Work to be completed:
Present all the records below as a numbered list, leaving out any blank lines.
-----
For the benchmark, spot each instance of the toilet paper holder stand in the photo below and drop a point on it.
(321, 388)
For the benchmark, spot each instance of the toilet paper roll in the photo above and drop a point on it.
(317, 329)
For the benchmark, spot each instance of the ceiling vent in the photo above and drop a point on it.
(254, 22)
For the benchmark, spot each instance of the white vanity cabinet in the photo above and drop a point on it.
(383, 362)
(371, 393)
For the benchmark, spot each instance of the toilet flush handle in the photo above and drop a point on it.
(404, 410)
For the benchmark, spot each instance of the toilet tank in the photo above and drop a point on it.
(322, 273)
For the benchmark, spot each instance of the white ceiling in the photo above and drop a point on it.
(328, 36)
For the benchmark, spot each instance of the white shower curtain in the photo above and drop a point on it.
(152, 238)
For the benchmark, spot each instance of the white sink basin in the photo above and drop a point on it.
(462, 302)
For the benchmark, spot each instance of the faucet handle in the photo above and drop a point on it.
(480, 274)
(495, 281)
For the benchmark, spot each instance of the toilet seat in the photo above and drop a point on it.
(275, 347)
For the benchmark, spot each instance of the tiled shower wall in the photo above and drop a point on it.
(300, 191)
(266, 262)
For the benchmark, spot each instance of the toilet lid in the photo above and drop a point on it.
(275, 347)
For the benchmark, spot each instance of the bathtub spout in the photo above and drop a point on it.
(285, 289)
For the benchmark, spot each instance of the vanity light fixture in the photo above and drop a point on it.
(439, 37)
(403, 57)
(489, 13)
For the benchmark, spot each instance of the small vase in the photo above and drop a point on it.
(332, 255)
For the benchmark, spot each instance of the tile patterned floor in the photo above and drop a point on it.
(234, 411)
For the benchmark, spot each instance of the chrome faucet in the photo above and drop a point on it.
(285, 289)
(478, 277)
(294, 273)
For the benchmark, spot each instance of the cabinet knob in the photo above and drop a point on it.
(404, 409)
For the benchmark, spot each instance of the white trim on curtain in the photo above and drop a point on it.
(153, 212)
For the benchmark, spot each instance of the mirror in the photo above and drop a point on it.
-----
Answer to this exercise:
1. For the benchmark, spot each instance of the toilet paper holder stand in the photo below and drop a point on it.
2. (321, 388)
3. For the benchmark, spot each instance of the toilet paper roll in the photo above and drop a point on it.
4. (317, 329)
5. For the benchmark, spot each instance of the ceiling vent in the photo above and drop a point on it.
6. (254, 22)
7. For the benchmark, spot each instance of the white vanity cabinet in the photo above and drop a point on it.
8. (383, 362)
9. (371, 393)
10. For the benchmark, spot each instance of the toilet flush handle in the photo above and drop a point on it.
11. (404, 410)
12. For the benchmark, spot each instance of the toilet tank in the photo above and drop a point on it.
13. (322, 273)
14. For the benchmark, spot each instance of the white ceiling in the photo above and drop a point on it.
15. (328, 36)
16. For the benchmark, spot each instance of the white shower curtain in the photo above and drop a point on it.
17. (152, 238)
18. For the benchmark, spot each instance of the white sink basin in the photo above and drop a point on it.
19. (462, 302)
20. For the benchmark, spot each instance of the faucet handle in the photo above and drop a point on it.
21. (480, 274)
22. (495, 281)
23. For the benchmark, spot each instance of the toilet seat in the photo above and drop a point on it.
24. (275, 347)
25. For the benchmark, spot each instance of the tiled shower wall in the photo above and drop a point on it.
26. (300, 191)
27. (266, 262)
28. For the benchmark, spot each instance of the toilet lid in the photo above and drop a point on it.
29. (275, 347)
30. For the benchmark, spot each instance of the bathtub spout in the photo above and drop a point on it.
31. (285, 289)
32. For the benchmark, spot each instance of the vanity light fixture in the photo above and drop a point on it.
33. (439, 37)
34. (403, 57)
35. (489, 13)
36. For the benchmark, spot each instance of the small vase in the photo above and drop a point on it.
37. (332, 255)
38. For the benchmark, spot each instance of the tile patterned floor in the photo above and drop a point on it.
39. (234, 411)
40. For the benchmark, spot each instance of the chrome faucet in the photo above and drop a point on it.
41. (285, 289)
42. (478, 277)
43. (294, 273)
44. For the benchmark, spot each instance of the cabinet knob in the photo above and drop a point on it.
45. (404, 409)
46. For the benchmark, spot each instance of the white trim on curtain in the photo above and drop a point on it.
47. (153, 212)
48. For the benchmark, spot each instance of the mirror in the photo above and drop a point on it.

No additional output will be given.